■ Exercise details: Output the data verbatim, with nothing added or dropped.

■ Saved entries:
- - -

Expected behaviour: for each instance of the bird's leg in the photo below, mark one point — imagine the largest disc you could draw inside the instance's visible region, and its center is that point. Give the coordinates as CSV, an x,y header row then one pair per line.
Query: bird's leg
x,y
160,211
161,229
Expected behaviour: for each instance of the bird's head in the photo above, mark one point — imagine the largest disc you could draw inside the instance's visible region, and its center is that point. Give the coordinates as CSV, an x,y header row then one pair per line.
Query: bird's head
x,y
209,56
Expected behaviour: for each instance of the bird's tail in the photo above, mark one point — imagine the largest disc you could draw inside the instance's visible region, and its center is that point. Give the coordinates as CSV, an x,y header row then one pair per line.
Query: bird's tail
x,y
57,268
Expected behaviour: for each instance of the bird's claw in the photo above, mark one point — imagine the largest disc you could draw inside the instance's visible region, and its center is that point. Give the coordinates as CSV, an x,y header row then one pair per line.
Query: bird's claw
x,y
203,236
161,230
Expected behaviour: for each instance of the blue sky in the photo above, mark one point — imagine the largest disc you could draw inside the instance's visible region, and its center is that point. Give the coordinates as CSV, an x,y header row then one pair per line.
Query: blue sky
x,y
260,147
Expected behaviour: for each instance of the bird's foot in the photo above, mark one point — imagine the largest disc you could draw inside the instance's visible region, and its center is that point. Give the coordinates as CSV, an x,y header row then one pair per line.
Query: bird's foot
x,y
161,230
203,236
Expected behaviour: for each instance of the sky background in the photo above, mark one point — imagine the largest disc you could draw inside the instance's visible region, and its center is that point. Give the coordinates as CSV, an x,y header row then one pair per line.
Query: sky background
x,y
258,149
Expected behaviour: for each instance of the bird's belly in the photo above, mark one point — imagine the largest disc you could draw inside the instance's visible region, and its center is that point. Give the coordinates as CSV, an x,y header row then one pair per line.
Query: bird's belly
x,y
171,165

- - -

■ Result of this exercise:
Expected behaviour: for each instance of the bird's leg in the photo below, mark one point — imagine the largest disc you could draw inside the instance's visible region, and its center is that point. Give the coordinates as CSV, an x,y header row then one pair per line.
Query: bird's leg
x,y
160,211
161,229
Expected behaviour: for each instance of the bird's head in the photo above, mark one point — imagine the largest disc you could draw inside the instance's visible region, and its center is that point. Give the coordinates as CSV, an x,y header row then one pair per line.
Query: bird's head
x,y
209,56
Expected behaviour: for each instance of the bird's tail in the photo above, mark one point — imagine the largest disc you could draw inside the instance's visible region, and its center is that point. Give the coordinates as CSV, an x,y header row then one pair per line.
Query: bird's tail
x,y
57,268
Expected behaviour: for each instance of the bird's claw in the photo above, mark one point — imagine the largest disc you could draw inside the instance's visible region, and its center is that point. Give the coordinates as CSV, an x,y header row then one pair per line.
Query: bird's claw
x,y
203,236
161,230
Expected behaviour: for each instance of the blue sky in the photo above, mark one point — imagine the largest disc you could draw inside the instance's visible region, and its center is that point. Give the coordinates as CSV, an x,y header row then one pair per line.
Query: blue sky
x,y
260,147
Expected behaviour: for each instance of the bird's foot in the photo above, mark one point — imagine the largest disc you could draw inside the instance's visible region, and its center is that point. Give the coordinates as CSV, an x,y header row then one pair per line.
Query: bird's foot
x,y
161,230
203,236
Expected behaviour: for each instance of the sky background in the photo above, mark one point — imagine the largest disc you could draw inside the instance's visible region, and its center is that point. Give the coordinates as CSV, an x,y header row then one pair per line.
Query: sky background
x,y
258,149
Expected behaviour: for each instance of the bird's belly in the photo above, mark one point — imagine the largest disc you could draw inside the instance's visible region, and its center is that point. Give the coordinates as CSV, an x,y header row then one pair per line.
Query: bird's belly
x,y
171,165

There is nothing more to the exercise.